Challenge ▸
Could you render every line of the records below as a JSON list of strings, one string per line, leaving out blank lines?

########################################

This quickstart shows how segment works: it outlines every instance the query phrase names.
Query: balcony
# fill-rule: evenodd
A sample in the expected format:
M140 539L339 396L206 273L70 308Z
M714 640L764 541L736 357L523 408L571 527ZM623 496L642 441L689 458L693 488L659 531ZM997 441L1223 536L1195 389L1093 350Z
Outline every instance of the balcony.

########################################

Response to the exercise ▸
[
  "This quickstart shows how segment works: it outlines every instance the query phrase names.",
  "Query: balcony",
  "# fill-rule: evenodd",
  "A sample in the expected format:",
  "M140 539L339 396L206 273L70 308Z",
  "M714 640L764 541L736 357L523 408L571 527ZM623 496L642 441L689 458L693 488L659 531ZM997 441L1223 536L1195 389L1093 350Z",
  "Outline every instance of the balcony."
]